• **SET OF TASKS**:
1 - Answer these questions from the article on Lady Gaga's overtime lawsuit, one line each:
(a) How long did Jennifer O'Neill work for Lady Gaga?
(b) How much back overtime compensation is she seeking?
(c) What is the minimum weekly rate an employee must be paid to meet the first condition for the administrative exemption?
2 - The article on Lady Gaga's overtime lawsuit names kinds of workers who, under U.S. Department of Labor regulations, can be exempt from overtime and who do not seem to describe Jennifer O'Neill's work. List them.
3 - Resume the article on Lady Gaga's overtime lawsuit after its final sentence.

• **QUOTED TEXT**:
Lady Gaga’s lawsuit has recently received a lot of attention from entertainment news, as her former personal assistant is claiming she has been denied hundreds of thousands of dollars in overtime pay. In addition to bringing public attention details of Ms. Gaga’s personal life, her personal assistant’s claim may also have actual merit under both the Federal Fair Labor Standards Act (FLSA) and New York state law.

 

Jennifer O’Neill worked for Lady Gaga (whose proper name is Stefani Germanotta) for a mere thirteen months and an annual salary of $75,000. Despite this seemingly adequate salary, she claims she was not compensated for overtime and did not qualify for the “administrative exception” to overtime laws. Ms. O’Neil was allegedly on duty around the clock and often forgoing meals and sleep to be at Lady Gaga’s beck and call, she claims she was figuratively (and often literally) by her side at all times of the day with little respite. She is therefore seeking $380,000 in back overtime compensation for the 7,168 hours of overtime for which she allegedly worked and was not compensated.

 

These types of labor disputes often get attention for the celebrity involved, but are also useful as a learning tool for non-Gaga fans who wish to protect themselves from similar lawsuits (one does not have to be a beloved pop icon to be sued for compensation oversight.) There are two issues in this case. First, it is important to understand which employees may be exempt from overtime, and in her case, which are not. Under the U.S. Department of Labor regulations, creative workers, computer workers, executives, and professionals—none of which seem to accurately describe the work of Jennifer O’Neill—can be exempt from overtime. Administrative assistants or employees performing non-manual work—a category which might cover Ms. O’Neill’s line of work— may also be exempt from overtime if they satisfy all of the following:

• The employee must be compensated on a salary or fee basis (as defined in the regulations) at a rate not less than $455 per week;

• The employee’s primary duty must be the performance of office or non-manual work directly related to the management or general business operations of the employer or the employer’s customers; and

• The employee’s primary duty includes the exercise of discretion and independent judgment with respect to matters of significance.

Records excerpted from a collection:

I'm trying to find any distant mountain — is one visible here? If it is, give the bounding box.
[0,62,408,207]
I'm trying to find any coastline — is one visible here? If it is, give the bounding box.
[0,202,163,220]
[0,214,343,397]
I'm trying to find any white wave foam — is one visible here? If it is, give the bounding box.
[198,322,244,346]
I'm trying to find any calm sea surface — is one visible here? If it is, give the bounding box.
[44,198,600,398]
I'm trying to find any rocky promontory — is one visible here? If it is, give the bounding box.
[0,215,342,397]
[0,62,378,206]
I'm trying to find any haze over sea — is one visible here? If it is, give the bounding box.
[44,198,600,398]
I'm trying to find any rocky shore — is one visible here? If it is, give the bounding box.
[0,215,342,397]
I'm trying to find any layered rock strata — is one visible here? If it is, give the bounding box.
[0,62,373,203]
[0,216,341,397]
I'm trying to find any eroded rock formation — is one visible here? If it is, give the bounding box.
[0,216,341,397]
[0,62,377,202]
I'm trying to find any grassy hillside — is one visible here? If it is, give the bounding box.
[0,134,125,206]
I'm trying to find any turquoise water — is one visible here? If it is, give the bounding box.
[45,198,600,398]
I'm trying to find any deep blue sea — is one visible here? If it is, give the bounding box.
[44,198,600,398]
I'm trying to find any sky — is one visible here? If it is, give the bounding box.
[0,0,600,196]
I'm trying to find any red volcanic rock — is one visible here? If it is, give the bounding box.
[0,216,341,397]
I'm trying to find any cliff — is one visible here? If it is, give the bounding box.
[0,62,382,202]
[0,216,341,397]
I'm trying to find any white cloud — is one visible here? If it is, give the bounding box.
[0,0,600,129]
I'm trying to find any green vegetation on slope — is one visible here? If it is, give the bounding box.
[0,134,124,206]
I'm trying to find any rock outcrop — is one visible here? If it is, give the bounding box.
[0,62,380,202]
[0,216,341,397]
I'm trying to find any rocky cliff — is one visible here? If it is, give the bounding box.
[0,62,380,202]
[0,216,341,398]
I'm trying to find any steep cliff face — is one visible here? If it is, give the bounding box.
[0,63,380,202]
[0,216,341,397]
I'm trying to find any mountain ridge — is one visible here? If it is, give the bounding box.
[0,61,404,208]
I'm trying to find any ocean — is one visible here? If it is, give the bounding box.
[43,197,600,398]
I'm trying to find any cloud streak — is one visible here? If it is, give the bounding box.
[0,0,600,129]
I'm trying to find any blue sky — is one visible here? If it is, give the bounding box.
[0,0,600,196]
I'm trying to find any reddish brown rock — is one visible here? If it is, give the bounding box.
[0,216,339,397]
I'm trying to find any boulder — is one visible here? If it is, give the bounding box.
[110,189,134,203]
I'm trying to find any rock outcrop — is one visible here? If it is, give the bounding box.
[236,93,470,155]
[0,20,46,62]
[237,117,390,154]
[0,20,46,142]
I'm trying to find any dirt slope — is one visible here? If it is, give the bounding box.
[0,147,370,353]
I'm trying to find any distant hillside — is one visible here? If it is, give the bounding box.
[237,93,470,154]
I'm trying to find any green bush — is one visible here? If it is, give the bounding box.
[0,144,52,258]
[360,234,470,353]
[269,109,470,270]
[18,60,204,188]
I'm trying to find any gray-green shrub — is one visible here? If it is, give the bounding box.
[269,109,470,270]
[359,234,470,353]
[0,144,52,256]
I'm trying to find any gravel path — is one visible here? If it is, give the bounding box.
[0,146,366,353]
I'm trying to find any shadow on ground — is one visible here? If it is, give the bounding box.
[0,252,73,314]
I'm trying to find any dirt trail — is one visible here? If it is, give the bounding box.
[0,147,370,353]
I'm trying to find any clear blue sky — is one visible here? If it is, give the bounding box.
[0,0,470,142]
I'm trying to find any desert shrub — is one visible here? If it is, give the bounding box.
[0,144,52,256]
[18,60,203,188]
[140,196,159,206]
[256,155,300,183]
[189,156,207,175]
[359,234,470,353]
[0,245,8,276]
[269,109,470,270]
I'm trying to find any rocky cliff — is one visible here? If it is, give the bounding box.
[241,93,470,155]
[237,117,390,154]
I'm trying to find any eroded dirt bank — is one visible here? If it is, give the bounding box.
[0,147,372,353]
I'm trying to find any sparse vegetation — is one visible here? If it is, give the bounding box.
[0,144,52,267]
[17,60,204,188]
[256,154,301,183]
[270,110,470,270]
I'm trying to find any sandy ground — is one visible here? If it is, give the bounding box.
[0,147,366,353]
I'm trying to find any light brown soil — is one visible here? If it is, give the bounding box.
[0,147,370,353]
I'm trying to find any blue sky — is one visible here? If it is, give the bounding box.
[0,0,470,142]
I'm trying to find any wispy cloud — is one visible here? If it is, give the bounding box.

---

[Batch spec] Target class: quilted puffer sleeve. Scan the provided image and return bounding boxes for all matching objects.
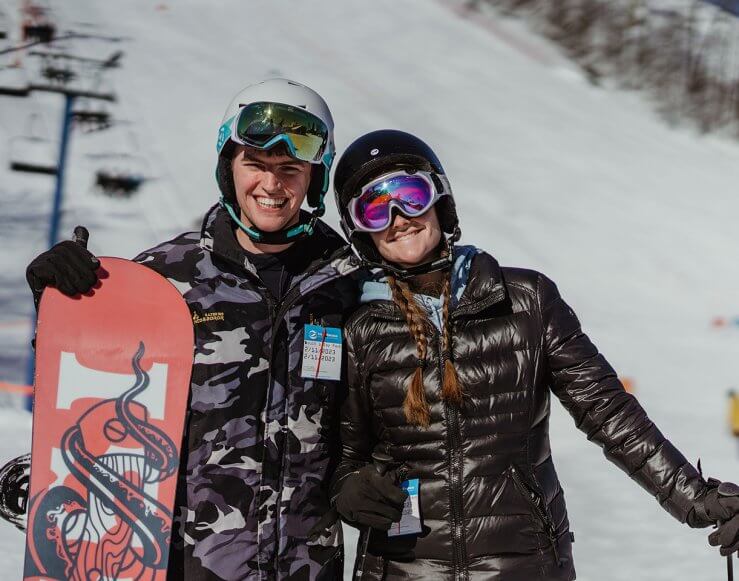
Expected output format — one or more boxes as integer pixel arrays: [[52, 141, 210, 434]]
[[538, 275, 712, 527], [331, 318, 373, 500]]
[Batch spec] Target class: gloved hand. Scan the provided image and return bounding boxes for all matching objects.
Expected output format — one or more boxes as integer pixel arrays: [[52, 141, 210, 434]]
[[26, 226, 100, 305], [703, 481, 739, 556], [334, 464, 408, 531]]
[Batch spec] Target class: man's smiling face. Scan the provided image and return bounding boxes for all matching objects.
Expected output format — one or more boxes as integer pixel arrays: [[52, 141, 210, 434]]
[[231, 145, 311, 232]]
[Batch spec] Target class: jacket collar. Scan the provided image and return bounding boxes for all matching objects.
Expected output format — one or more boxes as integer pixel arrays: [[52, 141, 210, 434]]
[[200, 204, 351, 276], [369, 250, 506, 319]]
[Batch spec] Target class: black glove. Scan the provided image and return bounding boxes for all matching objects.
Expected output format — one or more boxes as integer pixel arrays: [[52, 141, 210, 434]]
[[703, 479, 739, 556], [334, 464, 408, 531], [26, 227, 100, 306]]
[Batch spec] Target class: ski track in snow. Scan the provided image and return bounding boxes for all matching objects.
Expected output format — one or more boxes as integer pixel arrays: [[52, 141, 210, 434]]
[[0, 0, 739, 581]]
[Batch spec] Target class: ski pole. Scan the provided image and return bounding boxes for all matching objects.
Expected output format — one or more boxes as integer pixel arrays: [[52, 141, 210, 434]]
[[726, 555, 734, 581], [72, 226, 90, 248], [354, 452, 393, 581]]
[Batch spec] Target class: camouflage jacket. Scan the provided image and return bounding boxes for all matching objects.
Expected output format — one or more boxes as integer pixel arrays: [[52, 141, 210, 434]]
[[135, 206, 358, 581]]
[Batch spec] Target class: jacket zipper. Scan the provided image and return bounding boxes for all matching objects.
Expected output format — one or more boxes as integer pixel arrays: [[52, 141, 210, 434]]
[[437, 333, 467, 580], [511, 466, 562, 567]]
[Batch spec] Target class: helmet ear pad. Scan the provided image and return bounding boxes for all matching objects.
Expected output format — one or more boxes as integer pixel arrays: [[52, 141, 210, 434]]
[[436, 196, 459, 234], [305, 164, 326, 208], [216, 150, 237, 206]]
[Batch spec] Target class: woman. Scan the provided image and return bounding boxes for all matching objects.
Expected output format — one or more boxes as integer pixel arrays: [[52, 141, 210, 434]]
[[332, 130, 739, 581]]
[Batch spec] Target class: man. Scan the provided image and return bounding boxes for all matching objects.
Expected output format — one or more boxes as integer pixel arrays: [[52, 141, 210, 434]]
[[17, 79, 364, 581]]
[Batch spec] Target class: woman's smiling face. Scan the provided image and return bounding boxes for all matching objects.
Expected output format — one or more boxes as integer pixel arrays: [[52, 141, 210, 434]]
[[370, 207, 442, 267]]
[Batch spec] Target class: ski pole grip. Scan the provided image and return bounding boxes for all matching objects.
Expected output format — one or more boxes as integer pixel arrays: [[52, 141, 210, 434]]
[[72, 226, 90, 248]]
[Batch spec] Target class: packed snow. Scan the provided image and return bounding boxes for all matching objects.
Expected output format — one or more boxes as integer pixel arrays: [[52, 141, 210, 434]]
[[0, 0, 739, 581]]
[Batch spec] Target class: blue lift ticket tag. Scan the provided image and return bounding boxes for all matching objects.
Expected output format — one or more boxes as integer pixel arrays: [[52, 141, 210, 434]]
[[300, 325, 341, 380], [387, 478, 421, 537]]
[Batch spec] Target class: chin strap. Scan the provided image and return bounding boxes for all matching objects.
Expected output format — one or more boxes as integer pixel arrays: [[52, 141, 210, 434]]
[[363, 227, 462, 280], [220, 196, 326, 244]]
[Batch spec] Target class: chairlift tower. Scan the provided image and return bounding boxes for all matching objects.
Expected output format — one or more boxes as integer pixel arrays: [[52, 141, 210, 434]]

• **OUTPUTS IN ORDER**:
1 -
(a) Thirteen months
(b) $380,000
(c) $455 per week

2 -
Creative workers
Computer workers
Executives
Professionals

3 -
In Lady Gaga’s case, Jennifer O’Neill may satisfy the first two criteria above, but is claiming she did not exercise sufficient independent discretion, therefore qualifying her for exemption. The Department of Regulation defines discretion and independent judgment is:

“The employee has authority to make an independent choice, free from immediate direction or supervision. Factors to consider include, but are not limited to: whether the employee has authority to formulate, affect, interpret, or implement management policies or operating practices; whether the employee carries out major assignments in conducting the operations of the business; whether the employee performs work that affects business operations to a substantial degree; whether the employee has authority to commit the employer in matters that have significant financial impact; whether the employee has authority to waive or deviate from established policies and procedures without prior approval, and other factors set forth in the regulation.”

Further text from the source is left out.